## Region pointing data
____

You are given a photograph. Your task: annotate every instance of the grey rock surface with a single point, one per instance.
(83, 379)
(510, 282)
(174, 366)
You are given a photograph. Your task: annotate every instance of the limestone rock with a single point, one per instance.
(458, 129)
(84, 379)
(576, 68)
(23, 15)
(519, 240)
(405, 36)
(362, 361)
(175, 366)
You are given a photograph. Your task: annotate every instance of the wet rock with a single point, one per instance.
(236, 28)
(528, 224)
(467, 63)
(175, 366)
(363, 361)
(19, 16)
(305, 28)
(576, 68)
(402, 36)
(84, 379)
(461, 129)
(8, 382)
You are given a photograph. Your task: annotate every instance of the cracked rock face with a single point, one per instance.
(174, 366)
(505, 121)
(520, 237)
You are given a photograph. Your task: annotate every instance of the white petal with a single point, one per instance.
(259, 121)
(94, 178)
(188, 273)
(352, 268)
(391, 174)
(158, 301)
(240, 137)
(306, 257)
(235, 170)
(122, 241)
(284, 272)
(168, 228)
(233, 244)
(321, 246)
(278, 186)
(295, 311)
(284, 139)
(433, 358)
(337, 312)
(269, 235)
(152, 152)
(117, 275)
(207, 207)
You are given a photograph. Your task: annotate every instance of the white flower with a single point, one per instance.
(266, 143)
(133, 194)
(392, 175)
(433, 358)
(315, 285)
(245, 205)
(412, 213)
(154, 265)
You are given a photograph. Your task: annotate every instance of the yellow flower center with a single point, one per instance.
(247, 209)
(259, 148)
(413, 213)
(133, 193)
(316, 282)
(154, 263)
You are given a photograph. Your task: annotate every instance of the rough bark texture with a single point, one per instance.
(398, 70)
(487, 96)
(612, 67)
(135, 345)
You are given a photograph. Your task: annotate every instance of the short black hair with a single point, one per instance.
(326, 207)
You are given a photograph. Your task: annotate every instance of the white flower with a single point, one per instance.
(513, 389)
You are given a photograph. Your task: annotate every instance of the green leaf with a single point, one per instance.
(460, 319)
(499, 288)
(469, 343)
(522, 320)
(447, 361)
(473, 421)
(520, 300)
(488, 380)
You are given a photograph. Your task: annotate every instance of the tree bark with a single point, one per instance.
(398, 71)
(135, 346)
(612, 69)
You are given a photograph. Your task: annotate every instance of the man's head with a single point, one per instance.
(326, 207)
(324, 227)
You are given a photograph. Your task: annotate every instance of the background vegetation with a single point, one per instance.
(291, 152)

____

## Work instruction
All the lines above need to be retyped exactly, with nothing left out.

## Expected output
You are given a photograph. Your task: annotate every instance of the grey rock surface with a single point, one per instance.
(83, 379)
(510, 282)
(174, 366)
You are given a photograph. Your task: annotate every instance of the limestone rock with a single point, one per instance.
(458, 129)
(84, 379)
(576, 68)
(23, 15)
(519, 240)
(405, 36)
(362, 361)
(175, 366)
You are given a photograph. Your task: annotate every instance of the wet rock with a single point, one per instance.
(236, 28)
(528, 224)
(467, 63)
(175, 366)
(363, 361)
(19, 16)
(305, 28)
(576, 68)
(402, 36)
(84, 379)
(461, 129)
(8, 382)
You are given a photograph. Your task: annotate every instance of the cracked rock face with a single point, one per instance.
(174, 366)
(505, 121)
(520, 237)
You are given a photograph. Your task: annotate every instance of the white petal with a single point, one per instance.
(259, 121)
(94, 178)
(188, 273)
(352, 268)
(391, 174)
(158, 301)
(240, 137)
(306, 257)
(235, 170)
(122, 241)
(284, 272)
(168, 228)
(233, 244)
(321, 246)
(278, 186)
(295, 311)
(284, 139)
(433, 358)
(337, 312)
(269, 235)
(152, 152)
(117, 275)
(207, 207)
You are given a photograph. Your task: annotate every instance of the white flower with a single point, one per instance.
(266, 143)
(133, 194)
(392, 175)
(433, 358)
(315, 285)
(245, 205)
(412, 213)
(154, 265)
You are given a photograph. Your task: annotate every instance of the yellow flower center with a single point, one per instance.
(247, 209)
(259, 148)
(413, 213)
(133, 193)
(316, 282)
(154, 263)
You are given a photograph. Your task: annotate every instance of the rough bark texture with a single point, one per instance.
(398, 70)
(487, 96)
(612, 67)
(135, 345)
You are given a photograph. Your task: annotate every instance of the short black hair with a single point, one per instance.
(326, 207)
You are given a photograph. Your task: annotate every instance of the white flower with a single point, one per instance.
(513, 389)
You are given a photograph. Your task: annotate every instance of the green leaf with a single point, one per instance.
(460, 319)
(499, 288)
(469, 343)
(522, 320)
(447, 361)
(473, 421)
(520, 300)
(488, 380)
You are given a photograph. Your task: annotate every instance of the tree bark with a single point, one per instance.
(398, 71)
(135, 346)
(612, 69)
You are given a photograph. Your task: annotate every instance of the man's head with a single point, one per instance.
(326, 207)
(324, 227)
You are given a photograph. Your task: annotate every instance of the background vegetation with a single point, one per instance.
(291, 152)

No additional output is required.